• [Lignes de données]
####################
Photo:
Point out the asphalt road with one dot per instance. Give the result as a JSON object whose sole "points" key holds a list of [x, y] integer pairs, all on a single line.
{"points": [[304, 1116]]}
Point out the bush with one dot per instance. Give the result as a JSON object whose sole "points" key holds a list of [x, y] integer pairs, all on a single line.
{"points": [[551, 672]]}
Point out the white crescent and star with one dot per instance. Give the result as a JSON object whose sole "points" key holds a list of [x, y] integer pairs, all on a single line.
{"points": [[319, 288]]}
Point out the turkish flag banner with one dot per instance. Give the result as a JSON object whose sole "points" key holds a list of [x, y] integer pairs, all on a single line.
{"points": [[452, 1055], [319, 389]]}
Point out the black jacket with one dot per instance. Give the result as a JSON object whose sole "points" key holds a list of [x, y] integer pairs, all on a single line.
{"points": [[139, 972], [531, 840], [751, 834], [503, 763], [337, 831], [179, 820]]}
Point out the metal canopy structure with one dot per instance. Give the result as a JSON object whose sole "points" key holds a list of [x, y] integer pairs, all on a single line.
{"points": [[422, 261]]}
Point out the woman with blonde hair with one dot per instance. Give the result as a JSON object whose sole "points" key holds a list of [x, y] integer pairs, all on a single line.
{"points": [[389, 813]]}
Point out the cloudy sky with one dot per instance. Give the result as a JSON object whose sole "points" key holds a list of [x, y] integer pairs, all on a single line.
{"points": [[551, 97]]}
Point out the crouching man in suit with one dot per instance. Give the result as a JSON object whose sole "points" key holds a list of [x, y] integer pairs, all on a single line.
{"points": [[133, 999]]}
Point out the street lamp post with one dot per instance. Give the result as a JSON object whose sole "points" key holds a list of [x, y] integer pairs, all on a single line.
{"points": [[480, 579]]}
####################
• [Problème à résoudre]
Recopiez toutes les lignes ci-dessus à l'identique, sans en omettre aucune.

• [Exercice corrigé]
Photo:
Point out the asphalt road with one dot per instance. Give the result as a JSON object whose sole "points" key holds a list of [x, y] integer pairs, all on a single line.
{"points": [[304, 1116]]}
Point out the bush with one dot per instance. Give the result as a JSON object whose sole "points" key holds a list of [x, y] integer pairs, all on a single line.
{"points": [[551, 672]]}
Point out the white crescent and star with one dot per instance. Give the result as a JSON object whose sole "points" key holds a list of [x, y] integer pairs, all on a single line.
{"points": [[319, 288]]}
Point out the turkish flag banner with one dot per instance. Give the result as a JSON object whose sole "points" key holds a list of [x, y] integer pairs, all on a single line.
{"points": [[452, 1055], [319, 389]]}
Point out the black jacket with one dot per instance. Give the result as a JSON object whose sole "points" key holds a list of [x, y] integer pairs, all on a single line.
{"points": [[139, 972], [531, 840], [751, 834], [503, 763], [337, 831], [179, 820]]}
Point out the metal canopy structure with one dot per instance. Give the result as a JSON object whose sole "points" key holds a list of [x, y] integer pairs, all on a single line.
{"points": [[422, 261]]}
Point out the woman with blonde hair with one dot per instance. Give the result as a JSON object whose sole "points" key holds a list of [x, y] integer pairs, all on a single line.
{"points": [[389, 813]]}
Point out the cloudy sky with one dot per instance. Give the result as a JSON object whose sole "points" key holds a list of [x, y] integer pairs, all on a single line.
{"points": [[551, 97]]}
Point out the crouching man in suit with one dot per instance. Give the result as a JSON object whose sole "points" key holds a list of [x, y] integer pairs, all on a single line.
{"points": [[133, 999]]}
Point out the street lamp post with one dot per instance. Give the result as a JSON object whose sole "points" key holds a list of [x, y] integer pairs, all on a single line.
{"points": [[480, 579]]}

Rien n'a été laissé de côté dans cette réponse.